---------- Extracted text

Files
lovdata-chat/session-manager/main.py

402 lines
13 KiB
Python

"""
Session Management Service for Lovdata Chat
This service manages the lifecycle of OpenCode containers for individual user sessions.
Each session gets its own isolated container with a dedicated working directory.
"""
import os
import uuid
import json
import asyncio
from datetime import datetime, timedelta
from pathlib import Path
from typing import Dict, Optional, List
from contextlib import asynccontextmanager
import docker
from docker.errors import DockerException, NotFound
from fastapi import FastAPI, HTTPException, BackgroundTasks, Request, Response
from fastapi.responses import JSONResponse, StreamingResponse
from pydantic import BaseModel
import uvicorn
import httpx
import asyncio
# Configuration
SESSIONS_DIR = Path("/app/sessions")
SESSIONS_FILE = Path("/app/sessions/sessions.json")
CONTAINER_IMAGE = "lovdata-opencode:latest"
MAX_CONCURRENT_SESSIONS = 3 # Workstation limit
SESSION_TIMEOUT_MINUTES = 60 # Auto-cleanup after 1 hour
CONTAINER_MEMORY_LIMIT = "4g"
CONTAINER_CPU_QUOTA = 100000 # 1 CPU core
class SessionData(BaseModel):
session_id: str
container_name: str
container_id: Optional[str] = None
host_dir: str
port: Optional[int] = None
created_at: datetime
last_accessed: datetime
status: str = "creating" # creating, running, stopped, error
class SessionManager:
def __init__(self):
# Use TLS certificates for secure Docker communication
tls_config = docker.tls.TLSConfig(
client_cert=("/certs/client/cert.pem", "/certs/client/key.pem"),
ca_cert="/certs/client/ca.pem",
verify=True,
)
self.docker_client = docker.DockerClient(
base_url=os.getenv("DOCKER_HOST", "tcp://docker-daemon:2376"),
tls=tls_config,
)
self.sessions: Dict[str, SessionData] = {}
self._load_sessions()
def _load_sessions(self):
"""Load session data from persistent storage"""
if SESSIONS_FILE.exists():
try:
with open(SESSIONS_FILE, "r") as f:
data = json.load(f)
for session_id, session_dict in data.items():
# Convert datetime strings back to datetime objects
session_dict["created_at"] = datetime.fromisoformat(
session_dict["created_at"]
)
session_dict["last_accessed"] = datetime.fromisoformat(
session_dict["last_accessed"]
)
self.sessions[session_id] = SessionData(**session_dict)
except (json.JSONDecodeError, KeyError) as e:
print(f"Warning: Could not load sessions file: {e}")
self.sessions = {}
def _save_sessions(self):
"""Save session data to persistent storage"""
SESSIONS_DIR.mkdir(exist_ok=True)

--------------------
---------- Listed records

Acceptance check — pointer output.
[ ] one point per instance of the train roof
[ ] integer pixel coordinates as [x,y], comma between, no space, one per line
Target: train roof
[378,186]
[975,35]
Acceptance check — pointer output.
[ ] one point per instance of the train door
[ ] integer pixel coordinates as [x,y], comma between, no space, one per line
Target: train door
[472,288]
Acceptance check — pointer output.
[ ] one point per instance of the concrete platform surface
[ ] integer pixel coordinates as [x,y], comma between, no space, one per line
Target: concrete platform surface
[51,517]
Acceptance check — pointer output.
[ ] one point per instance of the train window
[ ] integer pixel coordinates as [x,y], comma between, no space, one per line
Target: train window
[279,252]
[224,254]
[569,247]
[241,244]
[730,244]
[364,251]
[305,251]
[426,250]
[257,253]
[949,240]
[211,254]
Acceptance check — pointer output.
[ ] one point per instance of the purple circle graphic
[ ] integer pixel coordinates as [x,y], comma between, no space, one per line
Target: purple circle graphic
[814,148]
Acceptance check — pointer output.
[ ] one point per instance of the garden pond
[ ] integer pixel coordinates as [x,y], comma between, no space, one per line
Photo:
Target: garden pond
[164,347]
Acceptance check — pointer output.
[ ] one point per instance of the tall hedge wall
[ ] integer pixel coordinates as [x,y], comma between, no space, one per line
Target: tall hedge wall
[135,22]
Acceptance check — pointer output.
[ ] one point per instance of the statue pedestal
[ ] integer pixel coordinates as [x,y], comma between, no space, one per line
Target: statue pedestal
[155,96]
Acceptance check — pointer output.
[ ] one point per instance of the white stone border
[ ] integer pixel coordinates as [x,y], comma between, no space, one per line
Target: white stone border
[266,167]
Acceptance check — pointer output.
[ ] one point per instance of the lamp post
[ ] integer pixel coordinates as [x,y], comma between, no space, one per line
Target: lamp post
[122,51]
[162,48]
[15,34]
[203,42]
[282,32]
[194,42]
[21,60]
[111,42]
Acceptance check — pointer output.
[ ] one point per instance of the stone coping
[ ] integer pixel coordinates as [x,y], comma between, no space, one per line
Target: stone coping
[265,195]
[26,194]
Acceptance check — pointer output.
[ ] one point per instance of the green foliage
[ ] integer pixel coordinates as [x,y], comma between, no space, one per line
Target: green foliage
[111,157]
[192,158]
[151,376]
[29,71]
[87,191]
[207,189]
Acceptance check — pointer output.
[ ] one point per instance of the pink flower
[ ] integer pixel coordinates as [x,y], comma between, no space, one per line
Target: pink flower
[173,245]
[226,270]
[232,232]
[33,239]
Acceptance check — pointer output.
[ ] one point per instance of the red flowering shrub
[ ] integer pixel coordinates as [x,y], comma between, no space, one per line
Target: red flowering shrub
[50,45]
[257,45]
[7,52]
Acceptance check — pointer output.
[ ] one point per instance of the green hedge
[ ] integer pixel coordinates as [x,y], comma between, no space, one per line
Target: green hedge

--------------------

Objective
Rewrite the session manager code starting with "self.sessions[session_id] = SessionData(**session_dict)" and going on through "SESSIONS_DIR.mkdir(exist_ok=True)", putting "Error" in place of "Warning".

Response for this exercise
self.sessions[session_id] = SessionData(**session_dict)
except (json.JSONDecodeError, KeyError) as e:
print(f"Error: Could not load sessions file: {e}")
self.sessions = {}
def _save_sessions(self):
"""Save session data to persistent storage"""
SESSIONS_DIR.mkdir(exist_ok=True)